◆ **PROBLEM STATEMENT**
Print, exactly as they appear, only the lines from the line that contains "Guideline: the keypoint for each instance of the wooden" through the end of the listing.
· · ·
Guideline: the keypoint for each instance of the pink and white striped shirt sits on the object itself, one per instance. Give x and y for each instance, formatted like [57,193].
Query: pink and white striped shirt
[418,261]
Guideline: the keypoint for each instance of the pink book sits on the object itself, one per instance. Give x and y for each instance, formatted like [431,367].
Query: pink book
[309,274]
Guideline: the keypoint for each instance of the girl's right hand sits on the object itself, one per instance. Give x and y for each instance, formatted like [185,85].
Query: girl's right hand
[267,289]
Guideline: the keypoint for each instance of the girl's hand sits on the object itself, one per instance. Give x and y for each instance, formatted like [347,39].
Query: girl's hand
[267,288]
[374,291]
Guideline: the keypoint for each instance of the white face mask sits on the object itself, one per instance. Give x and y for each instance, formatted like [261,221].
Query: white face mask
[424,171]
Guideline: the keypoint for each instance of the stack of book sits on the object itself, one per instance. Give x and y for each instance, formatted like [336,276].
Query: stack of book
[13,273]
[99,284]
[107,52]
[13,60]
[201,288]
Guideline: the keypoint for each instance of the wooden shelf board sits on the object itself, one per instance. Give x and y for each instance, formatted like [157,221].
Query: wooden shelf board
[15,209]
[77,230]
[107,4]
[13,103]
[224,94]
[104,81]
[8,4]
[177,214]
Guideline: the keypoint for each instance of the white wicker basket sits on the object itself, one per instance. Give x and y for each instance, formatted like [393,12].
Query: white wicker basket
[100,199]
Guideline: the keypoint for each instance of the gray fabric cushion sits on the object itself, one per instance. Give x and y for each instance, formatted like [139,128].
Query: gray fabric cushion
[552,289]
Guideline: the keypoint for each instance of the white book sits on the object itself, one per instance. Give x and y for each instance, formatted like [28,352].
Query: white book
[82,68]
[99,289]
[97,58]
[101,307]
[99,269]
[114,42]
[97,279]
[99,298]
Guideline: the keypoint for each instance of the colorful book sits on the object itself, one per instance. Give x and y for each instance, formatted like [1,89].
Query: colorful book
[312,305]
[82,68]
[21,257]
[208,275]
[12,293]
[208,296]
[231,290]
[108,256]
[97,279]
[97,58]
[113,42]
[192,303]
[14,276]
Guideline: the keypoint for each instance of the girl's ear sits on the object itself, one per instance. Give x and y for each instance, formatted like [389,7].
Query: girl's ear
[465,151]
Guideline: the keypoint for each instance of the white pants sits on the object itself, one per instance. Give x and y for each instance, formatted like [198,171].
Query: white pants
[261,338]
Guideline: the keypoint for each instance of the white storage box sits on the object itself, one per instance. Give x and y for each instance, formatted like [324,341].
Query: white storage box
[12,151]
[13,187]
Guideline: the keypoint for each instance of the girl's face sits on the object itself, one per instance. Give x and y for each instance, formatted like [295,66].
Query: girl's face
· · ·
◆ **RESPONSE AREA**
Guideline: the keypoint for each instance of the wooden shelf board sits on the object itself, one per instance. Give x and y for each instance, formatted like [157,221].
Query: wooden shelf board
[15,209]
[77,230]
[107,4]
[13,103]
[224,94]
[104,81]
[8,4]
[177,214]
Guideline: the keypoint for each instance of the white wicker basket sits on the object itself, one per instance. Give x and y for each instance, formatted like [393,12].
Query: white wicker basket
[100,199]
Guideline: the keypoint for each instance of the gray fabric cushion sits on the object itself, one per instance. Give x and y for each instance, formatted like [139,128].
Query: gray fabric cushion
[552,289]
Guideline: the keypoint for each instance of the white book sits on the object itself, one per instance. Give x and y for each instance, formatted like [28,352].
Query: white book
[82,68]
[99,289]
[97,58]
[101,307]
[99,269]
[114,42]
[97,279]
[99,298]
Guideline: the keypoint for each instance of the colorful book sits on the object itself, one per instance. Give x and y for each instance, formatted like [1,89].
Query: colorful book
[312,305]
[82,68]
[21,257]
[208,275]
[12,293]
[208,296]
[231,290]
[108,256]
[97,279]
[97,58]
[113,42]
[192,303]
[14,276]
Guideline: the keypoint for each instance of the girl's ear sits on the object itself, one per instance. Give x and y for each instance, formatted like [389,7].
Query: girl's ear
[465,151]
Guideline: the keypoint for each instance of the white pants sits on the object itself, one per instance. Give x and y for each instance, formatted like [198,171].
Query: white pants
[261,338]
Guideline: the keypoint for each instance of the white storage box sits on the object itself, one per instance. Give x and y for each instance, formatted like [324,341].
Query: white storage box
[12,151]
[13,187]
Guideline: the keypoint for each instance of the girl's face sits on the object itself, one per instance. Give x and y for each instance, formatted like [295,66].
Query: girl's face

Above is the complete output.